_Written task A_. Pull out every line of the rows below that contains the string "instance", and copy each one unchanged.

On Wed, 17 Apr 2013, Niels Möller wrote:
Martin Storsjö martin@martin.st writes:
Before the upcoming(?) release, it might be good to tweak the way the NEON optimizations are enabled. Currently, as far as I've seen, they're enabled as soon as you target ARMv7, even if not all ARMv7 CPUs have NEON.
The name "armv7" on the directory is maybe not entirely correct either. I just noticed that config.guess classifies my pandaboard "armv7l-unknown-linux-gnueabihf". gmp uses a script on top of the standard config.guess to give more fine-graned classification, and it says "armcortexa9neon-unknown-linux-gnueabihf". Seems this is based on parsing of /proc/cpuinfo.
I'm not going to do anything sophisticated about this before the 2.7 release (which I'd like to get out within a few days, at most two weeks). I could add an --enable-neon/--disable-neon flag, with default based either on /proc/cpuinfo (and some fix default for cross compilation), or on what the assembler accepts, as you suggest. Would that make sense?
That's certainly a good start. The test for what the assembler accepts at least should be the safest - then no neon instructions are produced unless this would be allowed by the C compiler in general. I'm not sure how well detecting from /proc/cpuinfo would work for something e.g. like debian (unless the packager overrides it with arm specific options), where the package might be built on a pandaboard but is intended for distribution on a wider range of devices. But as long as it can be disabled with --disable-neon, packagers/users can always get it working right with more or less effort. OTOH, if the /proc/cpuinfo approach works for GMP, doing something similar probably makes sense as well.
To just detect neon, something like grep '^Features.*neon' /proc/cpuinfo seems simple enough. And then I guess we can follow gmp conventions and have some subdirectories arm, arm/v6, arm/neon, searched in configure-dependent order.
Yes, that regexp probably is enough, and that directory structure seems sensible.
I've seen that you've discussed this on the GMP list a few times as well. For static detection in configure, one way is to check whether the assembler can do the neon instructions without actually adding the ".fpu neon" line.
Then one would essentially configure it by setting CC, to something like CC='gcc -mfpu=neon". Somehow logical, and analoguous to how ABI is configured, but not entirely user friendly.
Not entirely user friendly, no, but I've seen the same pattern elsewhere. And since you don't want to produce neon instructions (at least not guarded by proper runtime detection) unless the baseline ABI supports it, it's a pretty decent safeguard as well.
Since there's AFAIK no runtime detection for anything else in nettle so far (nor any state or global variables), I guess you're not going to add it anytime soon
I'd definitely like to have run-time detection, but you're right that it's unlikely to happen soon. It could use atomic writes to some pointer variables, but there's no need for locking or any user-visible initialization functions.
I should also look into IFUNC relocations. Nettle can't rely exclusively on IFUNC, since it's not portable, but when available it makes it possible to eliminate one level of indirection, and install a pointer to the right routine directly in the PLT entry.
Anyway, for reference on the topic of runtime detection (which is necessary e.g. on Android ARMv7, which explicitly supports a number of ARMv7 devices without NEON), there's a number of ways of doing it.

Some records:
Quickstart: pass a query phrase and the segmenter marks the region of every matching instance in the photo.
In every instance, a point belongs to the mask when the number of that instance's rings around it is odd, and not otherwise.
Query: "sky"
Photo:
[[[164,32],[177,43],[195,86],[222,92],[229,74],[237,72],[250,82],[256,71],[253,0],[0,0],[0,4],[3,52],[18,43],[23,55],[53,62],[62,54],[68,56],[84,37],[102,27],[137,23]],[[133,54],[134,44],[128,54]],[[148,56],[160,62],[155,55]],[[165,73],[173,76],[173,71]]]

_Written task B_. Supply the next part of the mailing list discussion above about enabling NEON on ARM, picking up after its final sentence.

_Exercise output A_.
Quickstart: pass a query phrase and the segmenter marks the region of every matching instance in the photo.
In every instance, a point belongs to the mask when the number of that instance's rings around it is odd, and not otherwise.

_Exercise output B_.
I've recently got some android devices to play with, but I'm not yet very familiar with android at all. I haven't tried to compile anything for android yet, and I haven't looked at google's sdk. I'd prefer a standard cross-compilation setup, like what I get with
apt-get gcc-arm-linux-gnueabihf
for cross-compiling to a ARM gnu/linux system. Is that possible yet?
Yes, that's quite possible. If you unpack an android NDK, you've got a directory like android-ndk-r8e/toolchains/arm-linux-androideabi-4.7/prebuilt/darwin-x86_64/bin, where you find the normal GCC cross toolchain, with tools like arm-linux-androideabi-gcc. When using this directly, you need to add a parameter like --sysroot=android-ndk/platforms/android-3/arch-arm to the compiler, to find the right platform headers. Alternatively, you can run a script in ndk/build/tools/make-standalone-toolchain.sh, which copies out a toolchain and set of platform headers/libs and bundles them together so you don't need the sysroot parameter. All of this is documented within ndk/docs/STANDALONE-TOOLCHAIN.html.
For building static libraries, this works pretty much exactly as you'd do on any other platform with a normal gcc cross toolchain. If you've got a rooted device, you can build normal executables as well and run them on the device ("adb push mybinary /data; adb shell /data/mybinary"). If you haven't got a rooted device, you'd want to set up a normal android app project (either a "pure native" project, or a full java project which calls native code via JNI - in either case which then would link to the static library you've built externally).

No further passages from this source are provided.